A ces deux blessures narcissiques de l’humanité, Freud en rajoute une troisième dans le domaine de la psychologie : le but de la psychanalyse est de "montrer au moi qu’il n’est seulement pas maître dans sa propre maison". Le moi désigne la partie de la personnalité qui assure les fonctions conscientes et le protège de l’angoisse, c’est-à-dire des peurs qui ont des origines inconscientes. Or si le moi ne règne pas en maître dans sa propre maison, c’est parce qu’il existe une autre partie de la psychè (âme en grec ancien) humaine sur laquelle il n’a pas prise : l’inconscient.

(CONSIGNES)
1) D'après l'extrait sur Freud, que signifie le mot « psychè » en grec ancien ?
2) Recopiez l'extrait sur Freud en commençant par « A ces deux blessures » et en poursuivant jusqu'à « prise : l’inconscient. ».
Les lignes ne servent pas pour ce travail.

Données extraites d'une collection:
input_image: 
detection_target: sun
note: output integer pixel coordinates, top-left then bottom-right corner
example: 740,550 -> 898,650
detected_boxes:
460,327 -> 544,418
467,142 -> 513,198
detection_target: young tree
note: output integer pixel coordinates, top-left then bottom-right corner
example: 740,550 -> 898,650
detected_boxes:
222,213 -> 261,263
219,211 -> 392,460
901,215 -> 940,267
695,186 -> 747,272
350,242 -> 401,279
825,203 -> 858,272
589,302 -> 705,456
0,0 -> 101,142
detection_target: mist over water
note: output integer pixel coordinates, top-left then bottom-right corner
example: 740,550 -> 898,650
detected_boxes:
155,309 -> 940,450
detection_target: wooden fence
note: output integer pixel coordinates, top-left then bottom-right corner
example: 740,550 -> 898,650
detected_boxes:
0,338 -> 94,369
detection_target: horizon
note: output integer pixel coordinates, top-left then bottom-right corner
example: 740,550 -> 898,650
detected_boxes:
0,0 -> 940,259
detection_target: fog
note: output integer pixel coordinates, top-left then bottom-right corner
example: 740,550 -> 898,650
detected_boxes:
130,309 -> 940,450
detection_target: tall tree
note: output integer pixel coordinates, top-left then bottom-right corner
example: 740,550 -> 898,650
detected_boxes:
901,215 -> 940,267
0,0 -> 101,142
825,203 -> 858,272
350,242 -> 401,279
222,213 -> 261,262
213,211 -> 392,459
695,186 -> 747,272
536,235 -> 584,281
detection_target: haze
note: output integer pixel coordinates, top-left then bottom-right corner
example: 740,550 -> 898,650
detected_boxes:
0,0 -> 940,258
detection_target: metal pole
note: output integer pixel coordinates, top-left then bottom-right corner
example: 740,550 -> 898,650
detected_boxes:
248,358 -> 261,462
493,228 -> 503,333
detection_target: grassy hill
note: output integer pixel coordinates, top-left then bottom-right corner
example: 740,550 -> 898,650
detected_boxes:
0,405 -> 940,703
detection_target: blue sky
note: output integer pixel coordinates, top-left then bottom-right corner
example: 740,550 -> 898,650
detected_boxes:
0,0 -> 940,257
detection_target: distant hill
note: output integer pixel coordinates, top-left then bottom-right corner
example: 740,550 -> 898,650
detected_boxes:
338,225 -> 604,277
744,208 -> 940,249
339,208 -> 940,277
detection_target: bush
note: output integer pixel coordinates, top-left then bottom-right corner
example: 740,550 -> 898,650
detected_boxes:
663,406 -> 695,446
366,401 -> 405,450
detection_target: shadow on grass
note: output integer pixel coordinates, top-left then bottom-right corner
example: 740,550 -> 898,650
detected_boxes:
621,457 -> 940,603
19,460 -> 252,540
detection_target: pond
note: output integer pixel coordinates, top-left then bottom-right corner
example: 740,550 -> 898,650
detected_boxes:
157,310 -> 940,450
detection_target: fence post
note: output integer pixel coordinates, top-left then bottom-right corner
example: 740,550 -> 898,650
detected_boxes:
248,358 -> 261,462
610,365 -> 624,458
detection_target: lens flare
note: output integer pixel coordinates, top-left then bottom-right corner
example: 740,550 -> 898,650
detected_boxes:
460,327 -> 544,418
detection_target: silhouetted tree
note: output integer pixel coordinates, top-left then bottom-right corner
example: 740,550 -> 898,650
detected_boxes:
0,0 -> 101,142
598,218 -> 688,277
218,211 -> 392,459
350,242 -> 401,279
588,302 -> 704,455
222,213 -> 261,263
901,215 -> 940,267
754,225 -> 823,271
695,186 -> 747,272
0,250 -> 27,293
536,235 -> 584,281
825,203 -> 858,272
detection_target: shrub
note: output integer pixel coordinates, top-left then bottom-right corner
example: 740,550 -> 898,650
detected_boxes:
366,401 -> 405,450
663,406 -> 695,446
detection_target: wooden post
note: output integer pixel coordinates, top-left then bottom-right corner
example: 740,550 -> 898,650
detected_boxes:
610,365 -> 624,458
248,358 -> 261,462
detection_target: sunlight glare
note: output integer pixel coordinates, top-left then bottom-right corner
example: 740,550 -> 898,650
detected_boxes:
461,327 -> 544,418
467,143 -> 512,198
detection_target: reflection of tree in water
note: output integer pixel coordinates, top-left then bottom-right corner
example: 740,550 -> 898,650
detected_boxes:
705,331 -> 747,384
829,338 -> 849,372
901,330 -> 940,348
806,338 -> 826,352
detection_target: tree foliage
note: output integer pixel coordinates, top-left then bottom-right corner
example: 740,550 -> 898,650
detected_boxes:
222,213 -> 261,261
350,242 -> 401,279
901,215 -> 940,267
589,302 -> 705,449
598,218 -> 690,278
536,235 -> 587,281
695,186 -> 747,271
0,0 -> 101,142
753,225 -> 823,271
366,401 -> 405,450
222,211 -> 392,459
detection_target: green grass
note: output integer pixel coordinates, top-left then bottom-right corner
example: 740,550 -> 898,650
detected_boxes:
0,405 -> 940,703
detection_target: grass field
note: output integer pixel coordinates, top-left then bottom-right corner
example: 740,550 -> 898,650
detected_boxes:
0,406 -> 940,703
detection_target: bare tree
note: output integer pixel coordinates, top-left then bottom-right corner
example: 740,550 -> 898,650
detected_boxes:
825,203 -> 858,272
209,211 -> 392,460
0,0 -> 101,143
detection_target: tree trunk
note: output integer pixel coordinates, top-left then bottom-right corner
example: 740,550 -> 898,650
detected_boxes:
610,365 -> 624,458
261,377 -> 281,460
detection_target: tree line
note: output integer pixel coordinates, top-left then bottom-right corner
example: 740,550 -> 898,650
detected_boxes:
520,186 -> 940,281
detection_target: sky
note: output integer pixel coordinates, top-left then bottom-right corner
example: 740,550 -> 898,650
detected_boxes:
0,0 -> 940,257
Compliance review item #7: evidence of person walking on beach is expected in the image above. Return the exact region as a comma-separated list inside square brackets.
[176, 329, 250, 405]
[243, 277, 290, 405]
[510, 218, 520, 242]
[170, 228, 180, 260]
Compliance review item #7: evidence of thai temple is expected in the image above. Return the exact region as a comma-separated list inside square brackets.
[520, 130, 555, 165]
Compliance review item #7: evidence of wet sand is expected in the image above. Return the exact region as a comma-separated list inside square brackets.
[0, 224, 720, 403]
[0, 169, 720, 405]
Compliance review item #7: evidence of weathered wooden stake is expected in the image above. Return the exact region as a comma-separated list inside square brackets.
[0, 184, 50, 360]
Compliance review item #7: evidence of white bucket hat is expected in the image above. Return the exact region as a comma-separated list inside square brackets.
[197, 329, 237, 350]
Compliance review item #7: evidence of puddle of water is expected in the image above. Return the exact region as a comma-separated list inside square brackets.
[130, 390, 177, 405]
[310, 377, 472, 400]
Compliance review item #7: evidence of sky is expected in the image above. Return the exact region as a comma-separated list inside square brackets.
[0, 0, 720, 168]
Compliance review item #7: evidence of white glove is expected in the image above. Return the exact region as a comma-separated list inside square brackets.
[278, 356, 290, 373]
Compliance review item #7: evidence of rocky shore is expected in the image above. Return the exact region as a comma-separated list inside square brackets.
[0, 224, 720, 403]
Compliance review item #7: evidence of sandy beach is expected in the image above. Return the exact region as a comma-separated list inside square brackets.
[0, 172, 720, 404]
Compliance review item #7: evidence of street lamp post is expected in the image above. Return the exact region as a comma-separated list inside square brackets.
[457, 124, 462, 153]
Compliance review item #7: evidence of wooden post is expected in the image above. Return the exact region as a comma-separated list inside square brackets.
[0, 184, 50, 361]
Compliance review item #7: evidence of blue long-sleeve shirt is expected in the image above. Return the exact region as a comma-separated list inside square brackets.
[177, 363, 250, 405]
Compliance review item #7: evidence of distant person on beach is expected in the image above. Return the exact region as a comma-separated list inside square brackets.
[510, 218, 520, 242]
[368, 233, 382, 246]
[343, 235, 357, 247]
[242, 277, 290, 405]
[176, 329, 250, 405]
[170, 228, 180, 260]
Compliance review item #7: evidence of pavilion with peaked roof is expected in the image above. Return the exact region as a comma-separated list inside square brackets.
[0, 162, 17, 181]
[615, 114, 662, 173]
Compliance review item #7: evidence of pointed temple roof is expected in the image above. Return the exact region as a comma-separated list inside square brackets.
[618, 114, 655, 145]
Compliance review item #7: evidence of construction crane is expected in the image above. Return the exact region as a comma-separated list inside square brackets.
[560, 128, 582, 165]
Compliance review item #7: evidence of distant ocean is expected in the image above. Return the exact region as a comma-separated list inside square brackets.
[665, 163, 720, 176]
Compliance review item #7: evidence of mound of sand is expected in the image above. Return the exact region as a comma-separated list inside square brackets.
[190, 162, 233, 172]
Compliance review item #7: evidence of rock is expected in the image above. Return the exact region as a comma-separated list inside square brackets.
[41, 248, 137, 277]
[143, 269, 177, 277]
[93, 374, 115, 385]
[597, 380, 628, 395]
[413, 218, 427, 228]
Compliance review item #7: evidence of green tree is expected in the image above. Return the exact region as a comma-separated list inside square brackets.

(RÉPONSES PAR NUMÉRO)
1) Âme.

2)
A ces deux blessures narcissiques de l’humanité, Freud en rajoute une troisième dans le domaine de la psychologie : le but de la psychanalyse est de "montrer au moi qu’il n’est seulement pas maître dans sa propre maison". Le moi désigne la partie de la personnalité qui assure les fonctions conscientes et le protège de l’angoisse, c’est-à-dire des peurs qui ont des origines inconscientes. Or si le moi ne règne pas en maître dans sa propre maison, c’est parce qu’il existe une autre partie de la psychè (âme en grec ancien) humaine sur laquelle il n’a pas prise : l’inconscient.